[[ Supplied records, beginning ]]

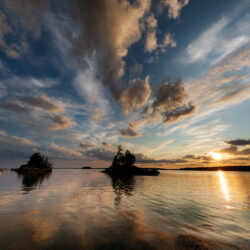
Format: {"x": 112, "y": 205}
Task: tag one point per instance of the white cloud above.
{"x": 64, "y": 152}
{"x": 16, "y": 141}
{"x": 219, "y": 39}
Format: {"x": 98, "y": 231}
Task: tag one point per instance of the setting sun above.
{"x": 216, "y": 156}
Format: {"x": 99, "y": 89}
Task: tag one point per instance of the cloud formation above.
{"x": 111, "y": 28}
{"x": 174, "y": 7}
{"x": 16, "y": 140}
{"x": 167, "y": 105}
{"x": 15, "y": 105}
{"x": 42, "y": 102}
{"x": 60, "y": 122}
{"x": 136, "y": 95}
{"x": 239, "y": 142}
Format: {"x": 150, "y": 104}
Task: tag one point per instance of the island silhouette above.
{"x": 37, "y": 163}
{"x": 123, "y": 164}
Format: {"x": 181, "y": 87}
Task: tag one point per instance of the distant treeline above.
{"x": 226, "y": 168}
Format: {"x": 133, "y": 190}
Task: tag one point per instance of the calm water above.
{"x": 86, "y": 209}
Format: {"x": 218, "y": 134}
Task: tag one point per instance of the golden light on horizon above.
{"x": 216, "y": 156}
{"x": 223, "y": 185}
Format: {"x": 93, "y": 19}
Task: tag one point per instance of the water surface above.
{"x": 86, "y": 209}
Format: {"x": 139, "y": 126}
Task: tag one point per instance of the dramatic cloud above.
{"x": 168, "y": 105}
{"x": 86, "y": 145}
{"x": 234, "y": 151}
{"x": 22, "y": 15}
{"x": 218, "y": 41}
{"x": 132, "y": 129}
{"x": 174, "y": 7}
{"x": 97, "y": 115}
{"x": 179, "y": 113}
{"x": 27, "y": 104}
{"x": 16, "y": 141}
{"x": 141, "y": 158}
{"x": 239, "y": 142}
{"x": 168, "y": 41}
{"x": 29, "y": 13}
{"x": 100, "y": 154}
{"x": 129, "y": 132}
{"x": 108, "y": 145}
{"x": 63, "y": 151}
{"x": 225, "y": 83}
{"x": 151, "y": 41}
{"x": 170, "y": 95}
{"x": 61, "y": 122}
{"x": 107, "y": 30}
{"x": 42, "y": 102}
{"x": 15, "y": 106}
{"x": 135, "y": 69}
{"x": 136, "y": 95}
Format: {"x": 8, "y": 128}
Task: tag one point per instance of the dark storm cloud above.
{"x": 239, "y": 142}
{"x": 107, "y": 30}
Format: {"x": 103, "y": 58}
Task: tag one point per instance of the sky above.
{"x": 168, "y": 80}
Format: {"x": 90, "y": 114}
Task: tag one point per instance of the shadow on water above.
{"x": 122, "y": 185}
{"x": 32, "y": 179}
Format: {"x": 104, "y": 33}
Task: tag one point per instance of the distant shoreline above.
{"x": 222, "y": 168}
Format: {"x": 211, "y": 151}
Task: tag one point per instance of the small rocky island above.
{"x": 123, "y": 164}
{"x": 36, "y": 163}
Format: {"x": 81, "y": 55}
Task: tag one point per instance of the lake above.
{"x": 86, "y": 209}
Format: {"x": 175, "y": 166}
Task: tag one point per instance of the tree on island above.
{"x": 37, "y": 161}
{"x": 121, "y": 160}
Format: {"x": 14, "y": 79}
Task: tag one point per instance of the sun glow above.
{"x": 223, "y": 185}
{"x": 216, "y": 156}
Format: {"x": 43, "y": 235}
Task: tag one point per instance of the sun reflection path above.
{"x": 223, "y": 185}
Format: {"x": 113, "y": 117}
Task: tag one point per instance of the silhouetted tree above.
{"x": 38, "y": 161}
{"x": 129, "y": 158}
{"x": 123, "y": 160}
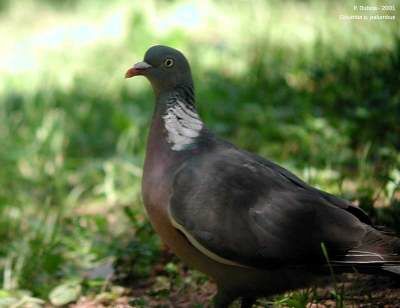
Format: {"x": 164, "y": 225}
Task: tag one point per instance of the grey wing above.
{"x": 235, "y": 211}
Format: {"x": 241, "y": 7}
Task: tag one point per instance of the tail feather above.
{"x": 377, "y": 251}
{"x": 392, "y": 269}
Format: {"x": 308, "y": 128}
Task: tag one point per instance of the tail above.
{"x": 378, "y": 252}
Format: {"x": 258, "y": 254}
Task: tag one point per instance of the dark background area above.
{"x": 289, "y": 80}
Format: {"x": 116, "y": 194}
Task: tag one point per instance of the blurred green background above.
{"x": 286, "y": 79}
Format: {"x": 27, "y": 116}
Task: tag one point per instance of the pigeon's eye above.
{"x": 168, "y": 62}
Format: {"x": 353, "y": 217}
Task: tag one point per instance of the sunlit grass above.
{"x": 288, "y": 80}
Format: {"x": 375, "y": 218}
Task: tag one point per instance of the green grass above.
{"x": 287, "y": 80}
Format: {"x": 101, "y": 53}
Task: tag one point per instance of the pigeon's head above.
{"x": 165, "y": 67}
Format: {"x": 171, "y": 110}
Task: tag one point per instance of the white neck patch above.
{"x": 182, "y": 124}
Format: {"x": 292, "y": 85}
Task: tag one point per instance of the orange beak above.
{"x": 138, "y": 69}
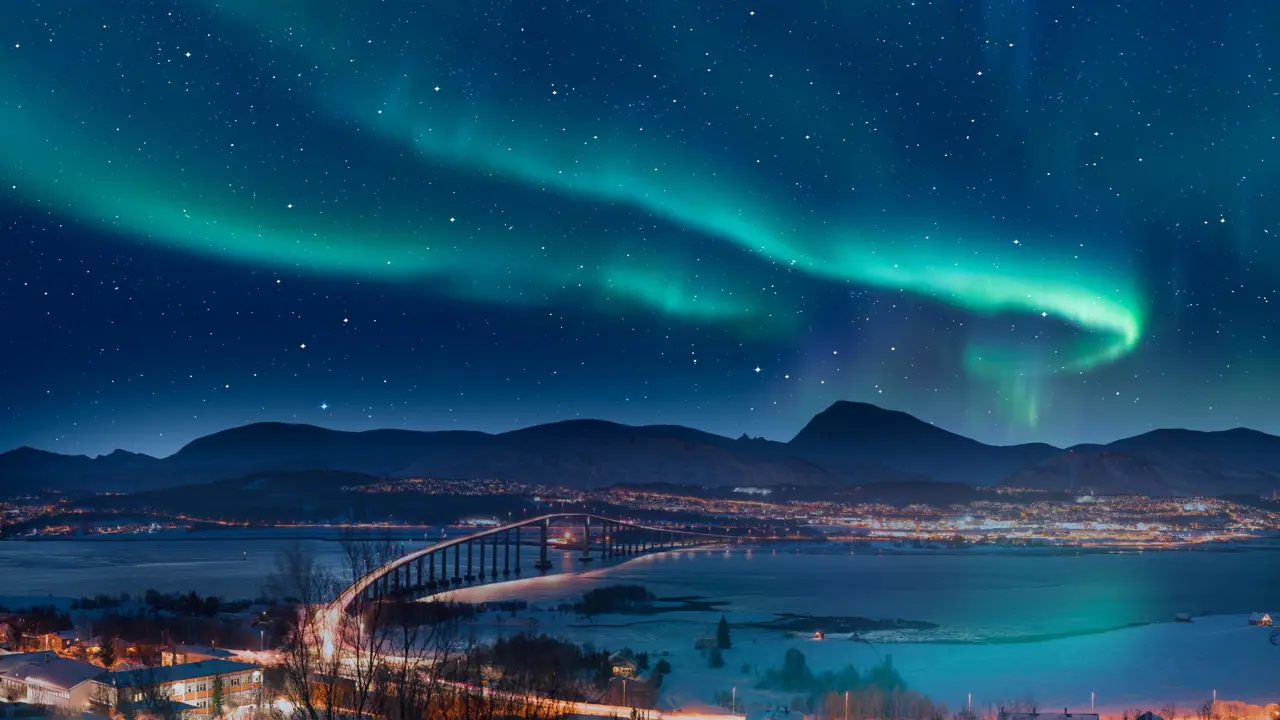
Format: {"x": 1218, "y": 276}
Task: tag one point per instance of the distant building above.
{"x": 625, "y": 665}
{"x": 44, "y": 678}
{"x": 1063, "y": 715}
{"x": 26, "y": 710}
{"x": 190, "y": 684}
{"x": 56, "y": 642}
{"x": 182, "y": 654}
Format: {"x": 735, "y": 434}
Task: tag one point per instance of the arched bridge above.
{"x": 475, "y": 557}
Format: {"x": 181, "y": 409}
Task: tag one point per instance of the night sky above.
{"x": 1016, "y": 219}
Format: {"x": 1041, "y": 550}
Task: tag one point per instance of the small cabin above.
{"x": 624, "y": 665}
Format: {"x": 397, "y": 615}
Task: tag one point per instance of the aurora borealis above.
{"x": 1022, "y": 220}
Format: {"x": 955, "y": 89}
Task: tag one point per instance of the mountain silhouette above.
{"x": 850, "y": 431}
{"x": 849, "y": 443}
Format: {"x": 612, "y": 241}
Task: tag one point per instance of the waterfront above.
{"x": 995, "y": 596}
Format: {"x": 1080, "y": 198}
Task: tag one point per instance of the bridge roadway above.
{"x": 617, "y": 537}
{"x": 593, "y": 709}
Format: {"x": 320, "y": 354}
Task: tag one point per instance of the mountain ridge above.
{"x": 845, "y": 443}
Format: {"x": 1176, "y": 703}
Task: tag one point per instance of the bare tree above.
{"x": 310, "y": 679}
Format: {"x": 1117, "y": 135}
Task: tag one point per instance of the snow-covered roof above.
{"x": 48, "y": 669}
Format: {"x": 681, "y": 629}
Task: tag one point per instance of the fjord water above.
{"x": 995, "y": 596}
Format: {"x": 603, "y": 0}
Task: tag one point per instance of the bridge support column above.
{"x": 506, "y": 552}
{"x": 543, "y": 563}
{"x": 586, "y": 540}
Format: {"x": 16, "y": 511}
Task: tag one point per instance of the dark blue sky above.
{"x": 1014, "y": 219}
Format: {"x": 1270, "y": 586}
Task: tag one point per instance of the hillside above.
{"x": 849, "y": 432}
{"x": 849, "y": 443}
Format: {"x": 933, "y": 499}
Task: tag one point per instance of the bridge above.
{"x": 425, "y": 572}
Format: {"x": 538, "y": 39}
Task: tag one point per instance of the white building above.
{"x": 44, "y": 678}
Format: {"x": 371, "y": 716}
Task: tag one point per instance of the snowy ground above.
{"x": 1136, "y": 668}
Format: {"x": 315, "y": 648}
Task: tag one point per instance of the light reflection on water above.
{"x": 1019, "y": 593}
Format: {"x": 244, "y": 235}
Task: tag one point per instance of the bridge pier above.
{"x": 586, "y": 540}
{"x": 543, "y": 563}
{"x": 506, "y": 552}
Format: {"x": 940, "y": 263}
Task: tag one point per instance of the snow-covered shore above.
{"x": 1147, "y": 666}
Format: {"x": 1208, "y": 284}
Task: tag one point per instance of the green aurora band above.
{"x": 704, "y": 236}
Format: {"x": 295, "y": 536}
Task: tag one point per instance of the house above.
{"x": 44, "y": 678}
{"x": 1034, "y": 715}
{"x": 188, "y": 683}
{"x": 58, "y": 642}
{"x": 182, "y": 654}
{"x": 625, "y": 665}
{"x": 26, "y": 710}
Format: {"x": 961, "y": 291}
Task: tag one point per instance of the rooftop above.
{"x": 48, "y": 669}
{"x": 173, "y": 673}
{"x": 204, "y": 650}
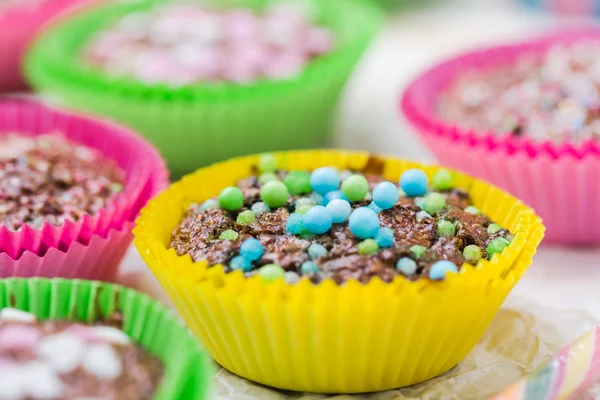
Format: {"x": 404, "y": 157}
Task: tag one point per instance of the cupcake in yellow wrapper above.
{"x": 327, "y": 337}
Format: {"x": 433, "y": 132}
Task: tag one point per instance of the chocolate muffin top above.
{"x": 553, "y": 96}
{"x": 47, "y": 179}
{"x": 183, "y": 44}
{"x": 295, "y": 224}
{"x": 65, "y": 360}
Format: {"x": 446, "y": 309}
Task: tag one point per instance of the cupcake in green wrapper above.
{"x": 83, "y": 339}
{"x": 200, "y": 122}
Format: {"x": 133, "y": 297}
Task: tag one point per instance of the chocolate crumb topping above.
{"x": 199, "y": 231}
{"x": 47, "y": 179}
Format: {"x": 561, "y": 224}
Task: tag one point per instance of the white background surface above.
{"x": 560, "y": 278}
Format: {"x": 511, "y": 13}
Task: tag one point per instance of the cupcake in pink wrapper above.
{"x": 70, "y": 189}
{"x": 20, "y": 19}
{"x": 526, "y": 117}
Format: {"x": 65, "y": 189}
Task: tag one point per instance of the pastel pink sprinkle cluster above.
{"x": 184, "y": 44}
{"x": 87, "y": 347}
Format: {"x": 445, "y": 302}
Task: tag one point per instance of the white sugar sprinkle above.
{"x": 42, "y": 382}
{"x": 14, "y": 315}
{"x": 12, "y": 384}
{"x": 63, "y": 351}
{"x": 111, "y": 335}
{"x": 101, "y": 360}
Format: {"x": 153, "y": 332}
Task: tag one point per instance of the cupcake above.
{"x": 20, "y": 19}
{"x": 204, "y": 83}
{"x": 304, "y": 257}
{"x": 71, "y": 187}
{"x": 524, "y": 116}
{"x": 62, "y": 339}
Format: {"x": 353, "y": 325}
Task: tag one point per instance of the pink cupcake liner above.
{"x": 560, "y": 181}
{"x": 19, "y": 25}
{"x": 145, "y": 174}
{"x": 98, "y": 260}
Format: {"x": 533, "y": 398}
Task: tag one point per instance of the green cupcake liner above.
{"x": 199, "y": 124}
{"x": 146, "y": 321}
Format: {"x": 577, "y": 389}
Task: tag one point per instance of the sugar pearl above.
{"x": 63, "y": 351}
{"x": 102, "y": 360}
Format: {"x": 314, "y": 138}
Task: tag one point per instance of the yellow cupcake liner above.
{"x": 333, "y": 338}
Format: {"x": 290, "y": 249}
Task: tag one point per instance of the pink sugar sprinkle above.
{"x": 5, "y": 363}
{"x": 285, "y": 65}
{"x": 13, "y": 337}
{"x": 241, "y": 25}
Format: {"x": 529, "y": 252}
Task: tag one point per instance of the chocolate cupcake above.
{"x": 525, "y": 116}
{"x": 186, "y": 44}
{"x": 67, "y": 360}
{"x": 205, "y": 84}
{"x": 309, "y": 291}
{"x": 276, "y": 224}
{"x": 70, "y": 189}
{"x": 70, "y": 339}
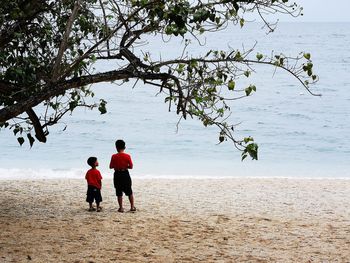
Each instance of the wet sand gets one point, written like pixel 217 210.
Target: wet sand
pixel 178 220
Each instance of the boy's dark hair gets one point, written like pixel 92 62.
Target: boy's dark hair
pixel 120 145
pixel 91 161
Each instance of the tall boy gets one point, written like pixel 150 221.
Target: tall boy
pixel 121 163
pixel 93 178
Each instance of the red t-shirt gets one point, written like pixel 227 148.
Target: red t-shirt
pixel 93 177
pixel 121 161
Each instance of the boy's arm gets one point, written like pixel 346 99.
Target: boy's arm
pixel 131 165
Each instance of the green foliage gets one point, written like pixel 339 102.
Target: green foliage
pixel 47 51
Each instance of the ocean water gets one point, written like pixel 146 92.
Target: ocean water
pixel 299 135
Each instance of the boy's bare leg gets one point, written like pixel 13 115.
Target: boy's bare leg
pixel 91 208
pixel 131 199
pixel 120 203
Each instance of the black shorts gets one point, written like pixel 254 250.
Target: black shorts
pixel 122 183
pixel 93 193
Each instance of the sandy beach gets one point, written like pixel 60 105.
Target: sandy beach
pixel 178 220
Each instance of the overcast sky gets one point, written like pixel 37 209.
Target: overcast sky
pixel 323 11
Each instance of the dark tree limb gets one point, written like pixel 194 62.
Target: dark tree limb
pixel 39 132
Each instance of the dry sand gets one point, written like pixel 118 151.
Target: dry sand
pixel 178 220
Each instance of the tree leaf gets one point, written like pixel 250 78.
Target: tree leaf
pixel 20 140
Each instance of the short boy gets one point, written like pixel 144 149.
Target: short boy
pixel 93 178
pixel 121 163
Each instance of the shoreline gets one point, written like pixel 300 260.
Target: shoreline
pixel 178 220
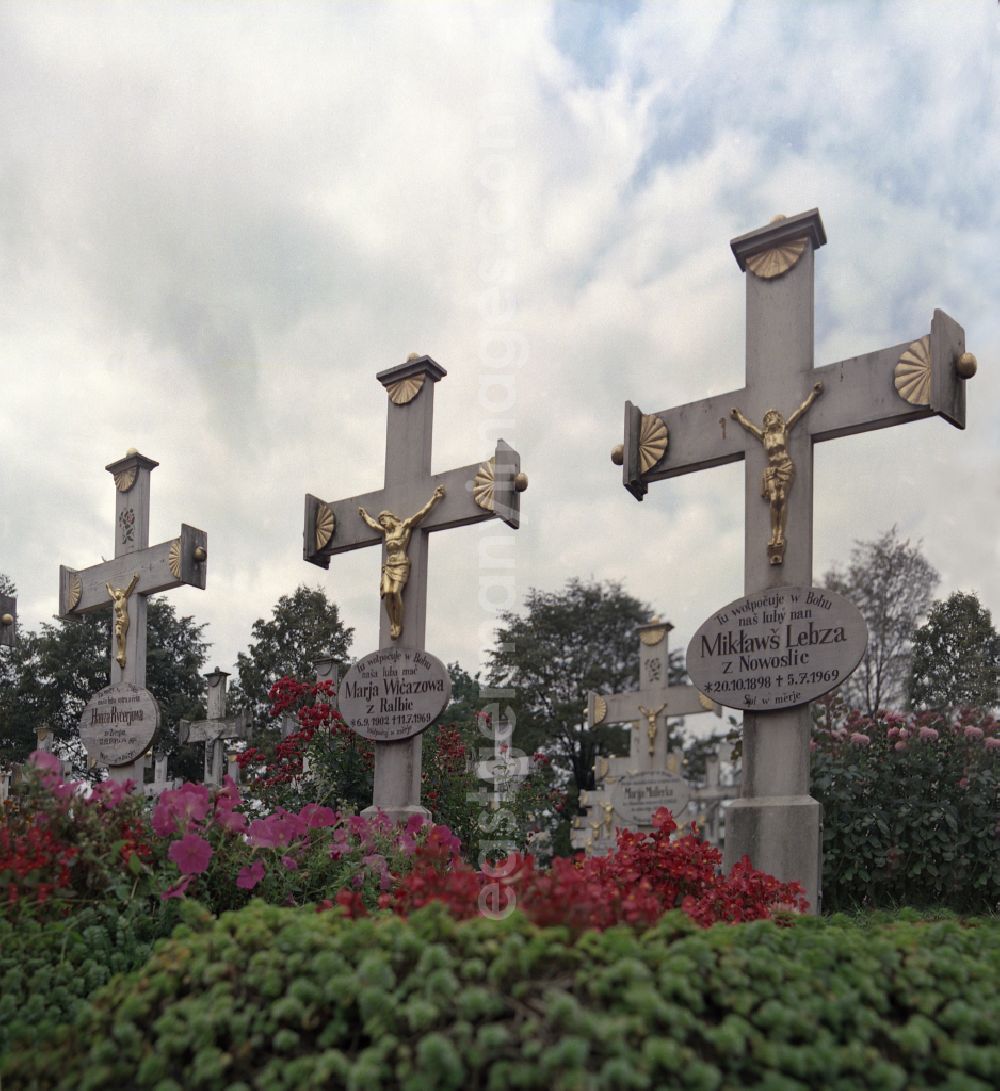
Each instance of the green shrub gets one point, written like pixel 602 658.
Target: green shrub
pixel 287 998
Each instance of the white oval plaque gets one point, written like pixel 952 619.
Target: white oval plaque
pixel 637 795
pixel 776 649
pixel 119 723
pixel 394 693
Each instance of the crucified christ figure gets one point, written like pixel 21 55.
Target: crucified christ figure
pixel 120 598
pixel 780 471
pixel 396 565
pixel 651 715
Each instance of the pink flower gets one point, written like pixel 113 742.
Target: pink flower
pixel 191 854
pixel 179 889
pixel 315 816
pixel 251 875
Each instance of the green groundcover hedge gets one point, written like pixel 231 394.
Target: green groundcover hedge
pixel 275 998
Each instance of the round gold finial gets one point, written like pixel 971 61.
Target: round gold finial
pixel 966 366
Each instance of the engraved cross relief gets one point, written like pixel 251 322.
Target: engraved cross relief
pixel 440 501
pixel 643 706
pixel 136 572
pixel 922 376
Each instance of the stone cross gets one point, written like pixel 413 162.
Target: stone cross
pixel 137 571
pixel 649 706
pixel 217 729
pixel 776 822
pixel 8 620
pixel 505 766
pixel 453 499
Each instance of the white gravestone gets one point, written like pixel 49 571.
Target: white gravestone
pixel 778 649
pixel 394 694
pixel 217 729
pixel 469 494
pixel 778 823
pixel 124 584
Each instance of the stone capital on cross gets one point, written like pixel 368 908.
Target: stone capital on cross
pixel 797 405
pixel 412 503
pixel 136 572
pixel 8 620
pixel 649 706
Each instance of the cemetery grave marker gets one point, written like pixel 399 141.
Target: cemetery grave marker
pixel 120 716
pixel 437 502
pixel 776 822
pixel 217 729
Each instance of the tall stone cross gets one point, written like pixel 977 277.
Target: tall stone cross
pixel 411 505
pixel 649 706
pixel 216 729
pixel 772 422
pixel 8 620
pixel 137 571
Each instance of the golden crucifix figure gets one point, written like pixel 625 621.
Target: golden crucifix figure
pixel 651 715
pixel 780 471
pixel 396 565
pixel 120 598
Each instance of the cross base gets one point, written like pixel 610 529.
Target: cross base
pixel 400 814
pixel 782 835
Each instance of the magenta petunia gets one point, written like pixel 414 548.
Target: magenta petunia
pixel 191 853
pixel 251 875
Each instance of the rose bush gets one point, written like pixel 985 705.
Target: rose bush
pixel 910 807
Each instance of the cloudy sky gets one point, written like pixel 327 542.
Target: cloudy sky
pixel 218 222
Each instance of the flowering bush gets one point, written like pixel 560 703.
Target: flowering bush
pixel 911 807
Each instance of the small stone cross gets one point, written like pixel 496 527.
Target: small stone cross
pixel 137 571
pixel 776 822
pixel 411 505
pixel 8 620
pixel 642 707
pixel 217 729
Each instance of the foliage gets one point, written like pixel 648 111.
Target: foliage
pixel 955 657
pixel 279 998
pixel 545 661
pixel 304 627
pixel 891 583
pixel 55 673
pixel 910 808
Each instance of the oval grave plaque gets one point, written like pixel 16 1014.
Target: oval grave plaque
pixel 119 723
pixel 638 794
pixel 776 649
pixel 394 693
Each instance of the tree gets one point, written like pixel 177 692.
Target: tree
pixel 304 627
pixel 55 672
pixel 545 661
pixel 955 657
pixel 891 583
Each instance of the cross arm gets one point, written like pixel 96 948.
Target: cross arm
pixel 160 568
pixel 624 707
pixel 893 385
pixel 209 731
pixel 472 493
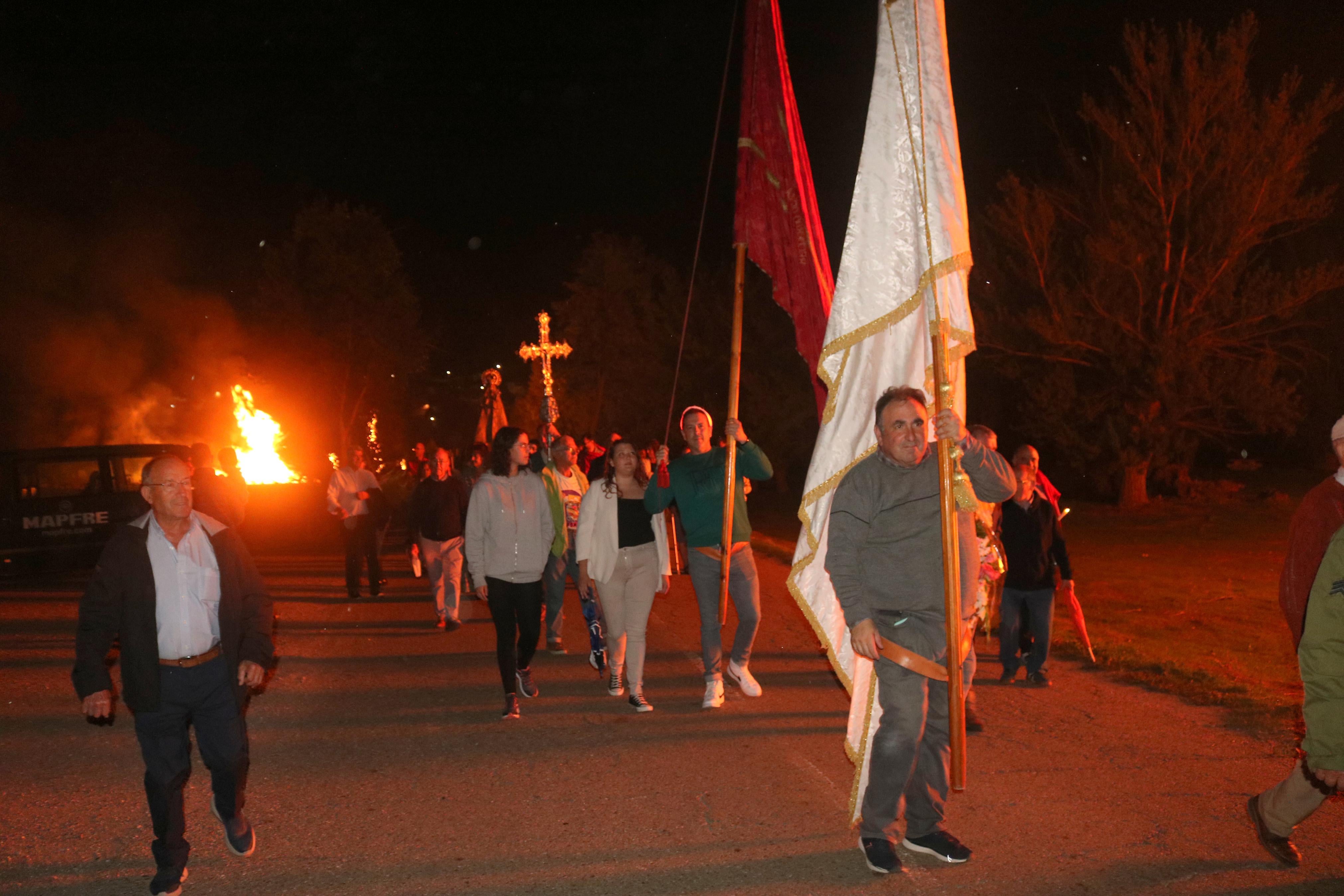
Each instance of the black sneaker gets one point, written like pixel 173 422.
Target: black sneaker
pixel 880 855
pixel 525 683
pixel 167 882
pixel 940 844
pixel 238 832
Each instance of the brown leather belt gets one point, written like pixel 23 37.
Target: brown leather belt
pixel 921 666
pixel 187 663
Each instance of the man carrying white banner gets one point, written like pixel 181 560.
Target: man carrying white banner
pixel 885 559
pixel 901 295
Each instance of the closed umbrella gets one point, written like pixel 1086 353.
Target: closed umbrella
pixel 1076 614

[[ Supplied records, end ]]

* [What is expected]
Using the records above, copy word for word the line with "Target: cloudy sky", the line with "Each instance of the cross arm", and every line between them.

* [Problem solution]
Target: cloudy sky
pixel 218 222
Each instance of the flowering bush gets one point, written like pixel 560 703.
Target: flowering bush
pixel 911 807
Each instance of the small stone cross gets one point, written like pixel 496 527.
Target: small stone cross
pixel 137 571
pixel 776 822
pixel 411 505
pixel 8 620
pixel 642 707
pixel 217 729
Each instance of the foliage gets one point, written like pixel 648 111.
Target: foliage
pixel 955 657
pixel 279 998
pixel 545 661
pixel 304 627
pixel 891 583
pixel 55 673
pixel 910 808
Each instance of the oval grave plaque gets one point, written like pixel 16 1014.
Target: oval grave plaque
pixel 119 723
pixel 638 794
pixel 776 649
pixel 394 693
Each instance of the tree gets one point, written like pixel 177 692.
Target: tree
pixel 304 627
pixel 55 672
pixel 545 661
pixel 955 657
pixel 891 583
Each instance of the cross arm gets one point, written like pixel 96 948.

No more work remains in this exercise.